═══ EXERCISE PASSAGE ═══

Cell cytotoxicity was tested on the rabbit kidney cells with different concentrations of amplified α-syn fibrils originating from CSF samples from patients with MSA and patients with PD.
Results were consistent on samples collected from different cohorts of patients and across several separate experiments. The authors could differentiate between patients with alpha synucleinopathy and controls. Sensitivity for PD was 93.6%, and for MSA 84.6%, specificity was 100% for both diseases. At the end, they combined all samples and were able to differentiate between PD and MSA with an overall sensitivity of 95.4%.
They observed two main differences between samples from patients with PD and MSA during the α-syn-PMCA. First, kinematic for patients with PD was slower than MSA. Second, maximum ThT fluorescence was higher (from 2,000 and 8,000 units) in samples from patients with PD than in samples from patients with MSA (up to 1800 units). Typical differences remained even after the α-syn-PMCA reaction was repeated several times with the diluted product and new α-syn monomers.

═══ DATA EXCERPTS ═══

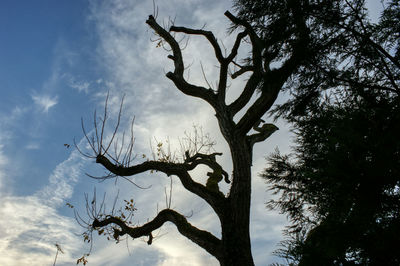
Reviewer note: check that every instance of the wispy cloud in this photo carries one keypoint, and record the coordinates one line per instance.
(44, 102)
(31, 225)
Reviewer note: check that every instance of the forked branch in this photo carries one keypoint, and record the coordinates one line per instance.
(202, 238)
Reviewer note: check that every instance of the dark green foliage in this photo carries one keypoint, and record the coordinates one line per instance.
(343, 182)
(341, 186)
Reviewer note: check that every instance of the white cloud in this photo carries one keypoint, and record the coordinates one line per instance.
(44, 102)
(135, 67)
(31, 225)
(30, 230)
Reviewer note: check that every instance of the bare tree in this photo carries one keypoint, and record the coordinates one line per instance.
(233, 209)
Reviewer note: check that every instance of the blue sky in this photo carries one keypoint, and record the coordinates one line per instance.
(58, 59)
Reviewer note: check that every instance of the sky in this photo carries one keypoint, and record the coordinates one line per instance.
(58, 61)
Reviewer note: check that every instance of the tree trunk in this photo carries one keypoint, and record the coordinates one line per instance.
(236, 217)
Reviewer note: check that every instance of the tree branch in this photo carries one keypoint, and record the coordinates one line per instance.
(202, 238)
(177, 76)
(180, 170)
(208, 34)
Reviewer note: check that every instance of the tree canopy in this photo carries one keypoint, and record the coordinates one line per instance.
(340, 186)
(310, 48)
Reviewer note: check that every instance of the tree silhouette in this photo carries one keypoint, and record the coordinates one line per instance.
(294, 44)
(340, 188)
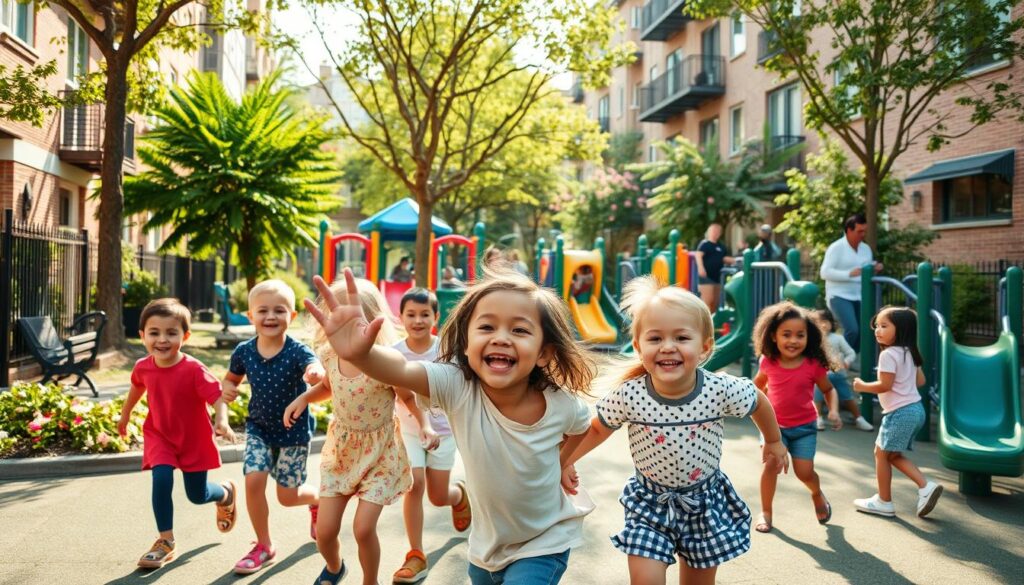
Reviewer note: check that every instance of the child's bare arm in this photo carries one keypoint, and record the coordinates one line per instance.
(764, 418)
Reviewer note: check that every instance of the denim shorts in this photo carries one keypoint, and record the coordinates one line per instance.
(801, 441)
(286, 464)
(544, 570)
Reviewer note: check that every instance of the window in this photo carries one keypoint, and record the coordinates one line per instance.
(78, 51)
(737, 40)
(18, 18)
(709, 132)
(974, 198)
(735, 129)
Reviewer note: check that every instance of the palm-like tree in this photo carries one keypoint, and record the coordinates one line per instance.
(251, 176)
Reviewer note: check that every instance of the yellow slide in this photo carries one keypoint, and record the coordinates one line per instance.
(589, 318)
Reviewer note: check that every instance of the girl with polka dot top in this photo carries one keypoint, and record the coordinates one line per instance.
(679, 503)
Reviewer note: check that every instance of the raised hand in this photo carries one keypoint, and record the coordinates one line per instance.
(350, 335)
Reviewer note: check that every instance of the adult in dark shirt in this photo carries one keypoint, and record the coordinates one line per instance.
(712, 255)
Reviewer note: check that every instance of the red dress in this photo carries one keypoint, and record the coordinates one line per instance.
(177, 430)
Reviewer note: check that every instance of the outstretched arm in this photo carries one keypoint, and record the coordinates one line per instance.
(351, 336)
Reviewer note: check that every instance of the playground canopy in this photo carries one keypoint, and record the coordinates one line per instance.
(397, 222)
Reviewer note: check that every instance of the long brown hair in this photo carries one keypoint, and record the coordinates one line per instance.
(572, 366)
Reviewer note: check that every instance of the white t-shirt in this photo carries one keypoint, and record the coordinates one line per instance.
(406, 419)
(678, 443)
(898, 361)
(840, 259)
(512, 470)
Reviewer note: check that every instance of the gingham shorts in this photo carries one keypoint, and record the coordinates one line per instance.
(705, 525)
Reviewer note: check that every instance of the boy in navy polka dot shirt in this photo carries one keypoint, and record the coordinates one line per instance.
(278, 368)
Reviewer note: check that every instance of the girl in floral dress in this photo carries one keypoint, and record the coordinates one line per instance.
(364, 456)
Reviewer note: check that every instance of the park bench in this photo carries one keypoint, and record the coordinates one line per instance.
(61, 358)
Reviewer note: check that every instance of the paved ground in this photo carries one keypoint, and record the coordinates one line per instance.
(91, 530)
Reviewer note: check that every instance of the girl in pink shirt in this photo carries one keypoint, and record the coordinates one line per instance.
(794, 360)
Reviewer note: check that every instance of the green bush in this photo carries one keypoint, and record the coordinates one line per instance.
(41, 417)
(239, 291)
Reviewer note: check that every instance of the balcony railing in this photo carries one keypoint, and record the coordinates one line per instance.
(662, 18)
(767, 46)
(82, 137)
(682, 87)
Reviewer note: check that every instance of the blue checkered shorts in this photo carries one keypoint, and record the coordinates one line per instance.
(705, 525)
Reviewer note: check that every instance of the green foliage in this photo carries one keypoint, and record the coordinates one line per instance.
(37, 417)
(239, 290)
(817, 208)
(972, 299)
(249, 175)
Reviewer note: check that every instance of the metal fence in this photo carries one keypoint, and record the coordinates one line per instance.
(44, 270)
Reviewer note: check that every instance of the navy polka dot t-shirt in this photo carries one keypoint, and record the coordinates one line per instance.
(274, 382)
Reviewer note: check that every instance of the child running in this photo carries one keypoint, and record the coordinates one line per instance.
(177, 431)
(274, 364)
(509, 380)
(902, 413)
(427, 437)
(841, 350)
(679, 502)
(363, 455)
(794, 360)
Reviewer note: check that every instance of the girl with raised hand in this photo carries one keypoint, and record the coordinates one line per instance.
(679, 503)
(509, 379)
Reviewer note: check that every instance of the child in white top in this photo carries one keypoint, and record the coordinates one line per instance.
(679, 502)
(903, 415)
(509, 381)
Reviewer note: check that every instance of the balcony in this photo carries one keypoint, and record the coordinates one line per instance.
(82, 137)
(767, 46)
(662, 18)
(685, 86)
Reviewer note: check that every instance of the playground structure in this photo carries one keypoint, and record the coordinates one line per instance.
(977, 388)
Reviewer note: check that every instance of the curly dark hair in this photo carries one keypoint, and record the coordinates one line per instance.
(769, 321)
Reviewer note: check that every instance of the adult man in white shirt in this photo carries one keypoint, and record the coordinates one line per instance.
(841, 270)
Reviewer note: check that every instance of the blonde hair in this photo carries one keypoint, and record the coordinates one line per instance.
(273, 286)
(572, 367)
(638, 296)
(374, 304)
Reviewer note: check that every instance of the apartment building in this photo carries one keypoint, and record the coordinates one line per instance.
(701, 79)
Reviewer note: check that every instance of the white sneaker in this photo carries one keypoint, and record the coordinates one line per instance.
(875, 505)
(927, 497)
(862, 424)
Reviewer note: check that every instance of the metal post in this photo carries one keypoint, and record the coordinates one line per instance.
(926, 331)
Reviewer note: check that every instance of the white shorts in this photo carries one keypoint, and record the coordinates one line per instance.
(441, 458)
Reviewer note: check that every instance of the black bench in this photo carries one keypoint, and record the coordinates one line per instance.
(61, 358)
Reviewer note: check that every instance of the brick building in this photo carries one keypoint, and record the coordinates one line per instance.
(701, 79)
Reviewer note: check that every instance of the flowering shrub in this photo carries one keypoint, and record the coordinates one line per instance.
(37, 417)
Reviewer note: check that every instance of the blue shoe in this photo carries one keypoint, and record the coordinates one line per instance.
(328, 578)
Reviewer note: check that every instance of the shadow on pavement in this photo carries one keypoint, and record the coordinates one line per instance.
(143, 576)
(847, 562)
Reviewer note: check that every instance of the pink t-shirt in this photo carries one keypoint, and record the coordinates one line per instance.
(177, 430)
(791, 390)
(898, 361)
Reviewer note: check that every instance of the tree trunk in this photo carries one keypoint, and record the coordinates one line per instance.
(872, 184)
(112, 201)
(424, 228)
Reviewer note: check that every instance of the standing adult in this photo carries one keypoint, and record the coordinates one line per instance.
(712, 255)
(841, 270)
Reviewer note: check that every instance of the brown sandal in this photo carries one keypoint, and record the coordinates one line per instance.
(462, 514)
(225, 512)
(414, 570)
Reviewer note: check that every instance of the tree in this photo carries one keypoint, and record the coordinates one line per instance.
(888, 60)
(458, 79)
(819, 205)
(249, 175)
(698, 186)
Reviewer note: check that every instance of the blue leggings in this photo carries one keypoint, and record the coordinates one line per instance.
(197, 488)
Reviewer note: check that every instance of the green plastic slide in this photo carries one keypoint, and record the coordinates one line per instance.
(980, 428)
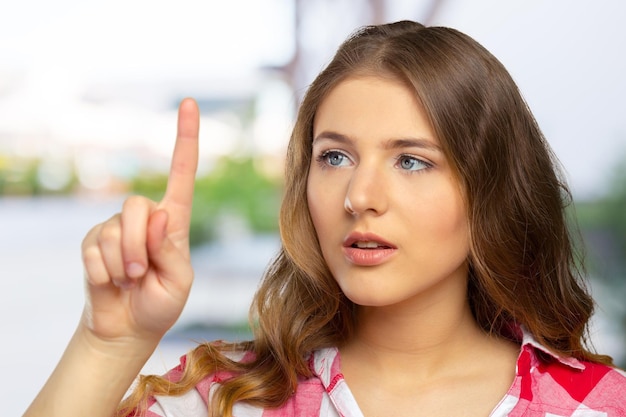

═══

QUESTIONS TO ANSWER:
1) List every percentage figure given in the text on α-syn fibrils from CSF samples.
2) According to the text on α-syn fibrils from CSF samples, what maximum ThT fluorescence was reached in samples from patients with MSA?
3) Extend the text on α-syn fibrils from CSF samples, starting after its last sentence.

RESPONSE LIST:
1) 93.6%, 84.6%, 100%, 95.4%

2) Up to 1800 units.

3)
To determine whether α-syn was the same in CSF and brain, the authors compared CSF samples with several diluted brain samples from patients with PD or MSA. The kinetics of aggregation and maximum ThT fluorescence was characteristic for PD or MSA regardless of the origin of the sample. These results indicated that the aggregates in the CSF and brain samples were similar. In addition, aggregates residual after proteinase degradation were similar for CSF and brain samples.
The authors also explored structural differences between α-syn aggregates from patients with PD or MSA. Most of the studies were performed with samples from the second cycle of amplification. The amount of aggregates derived from the CSF samples of PD patients were the same as from those from MSA patients. The authors concluded that differences in ThT fluorescence might be due to different structures of aggregates.
When they compared different ThT dyes, two showed specific binding affinities. HS-199 bound preferentially to aggregates of PD patients, while HS-169 had high emission of fluorescence for MSA aggregates. The results were the same for aggregates from CSF and brain samples.
To analyse the biochemical differences between α-syn aggregates, the authors tested resistance to proteolytic degradation and performed epitope-mapping experiments. N-terminal and middle regions of the α-syn aggregates were very resistant to proteinase K activity even after one hour. Aggregates from CSF of patients with PD were larger (four bands, molecular weight 4 to 10 kDa) than from patients with MSA (two bands, 4 and 6 kDa). The signature was maintained after serial replication in vitro by α-syn-PMCA.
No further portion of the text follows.